Segment Start: Data for the task

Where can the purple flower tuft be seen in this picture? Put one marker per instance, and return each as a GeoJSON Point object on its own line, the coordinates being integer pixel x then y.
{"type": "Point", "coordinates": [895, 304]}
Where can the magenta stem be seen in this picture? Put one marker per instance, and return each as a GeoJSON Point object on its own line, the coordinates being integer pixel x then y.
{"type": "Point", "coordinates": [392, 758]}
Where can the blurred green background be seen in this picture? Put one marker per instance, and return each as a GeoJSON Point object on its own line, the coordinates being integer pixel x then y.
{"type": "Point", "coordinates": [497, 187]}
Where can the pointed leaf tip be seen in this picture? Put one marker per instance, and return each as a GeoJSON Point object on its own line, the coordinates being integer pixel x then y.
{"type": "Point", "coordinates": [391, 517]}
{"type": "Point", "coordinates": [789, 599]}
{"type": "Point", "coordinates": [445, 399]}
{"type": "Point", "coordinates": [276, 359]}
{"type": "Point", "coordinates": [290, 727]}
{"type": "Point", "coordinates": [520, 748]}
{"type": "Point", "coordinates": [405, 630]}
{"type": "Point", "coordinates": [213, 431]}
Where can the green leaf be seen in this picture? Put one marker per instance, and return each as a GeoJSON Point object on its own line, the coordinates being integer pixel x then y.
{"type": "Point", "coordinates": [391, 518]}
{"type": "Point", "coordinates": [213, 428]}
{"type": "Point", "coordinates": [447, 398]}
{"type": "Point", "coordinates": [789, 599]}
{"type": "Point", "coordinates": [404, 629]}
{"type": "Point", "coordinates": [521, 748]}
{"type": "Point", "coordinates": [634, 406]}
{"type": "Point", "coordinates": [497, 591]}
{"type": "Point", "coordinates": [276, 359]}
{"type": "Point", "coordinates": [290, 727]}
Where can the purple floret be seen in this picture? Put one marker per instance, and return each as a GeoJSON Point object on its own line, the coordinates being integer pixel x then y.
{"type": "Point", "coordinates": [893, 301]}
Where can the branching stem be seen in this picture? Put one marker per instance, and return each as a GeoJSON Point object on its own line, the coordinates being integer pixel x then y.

Segment End: Data for the task

Requirement - Return each line above exactly.

Solution for this task -
Where can the purple flower tuft be seen in this picture? Put one marker per instance, and return each as a GeoJSON Point object on its own line, the coordinates being integer pixel x then y.
{"type": "Point", "coordinates": [895, 304]}
Where can the magenta stem be seen in this picture? Put one marker per instance, and return each as a GeoJSON Point object on its own line, the coordinates being integer pixel x then y.
{"type": "Point", "coordinates": [392, 758]}
Where can the blurred green background be seen in this picture? Put one marker per instance, and return each as a GeoJSON Point object on its own line, the coordinates being integer pixel x then y.
{"type": "Point", "coordinates": [497, 187]}
Where can the pointed leaf tip be seen in this picture? Put one marker per instance, and return each as a GeoJSON Point object on its own line, the coordinates being integer pixel x then y.
{"type": "Point", "coordinates": [391, 517]}
{"type": "Point", "coordinates": [789, 599]}
{"type": "Point", "coordinates": [445, 399]}
{"type": "Point", "coordinates": [276, 359]}
{"type": "Point", "coordinates": [290, 727]}
{"type": "Point", "coordinates": [520, 748]}
{"type": "Point", "coordinates": [405, 630]}
{"type": "Point", "coordinates": [213, 431]}
Where can the green leaf be seen in this picture? Put one marker per instance, and return each as a GeoJSON Point object on its own line, the coordinates being integer pixel x then y.
{"type": "Point", "coordinates": [391, 518]}
{"type": "Point", "coordinates": [213, 428]}
{"type": "Point", "coordinates": [447, 398]}
{"type": "Point", "coordinates": [789, 599]}
{"type": "Point", "coordinates": [404, 629]}
{"type": "Point", "coordinates": [521, 748]}
{"type": "Point", "coordinates": [634, 406]}
{"type": "Point", "coordinates": [497, 591]}
{"type": "Point", "coordinates": [276, 359]}
{"type": "Point", "coordinates": [290, 727]}
Where can the purple floret be seen in this picture? Put one marker per instance, and return each as a GeoJSON Point object on its own line, the coordinates being integer pixel x then y.
{"type": "Point", "coordinates": [893, 301]}
Where can the branching stem be seen in this picture? Put one marker per instance, and return each as a GeoJSON Point object on its own line, the coordinates being integer pixel x then y.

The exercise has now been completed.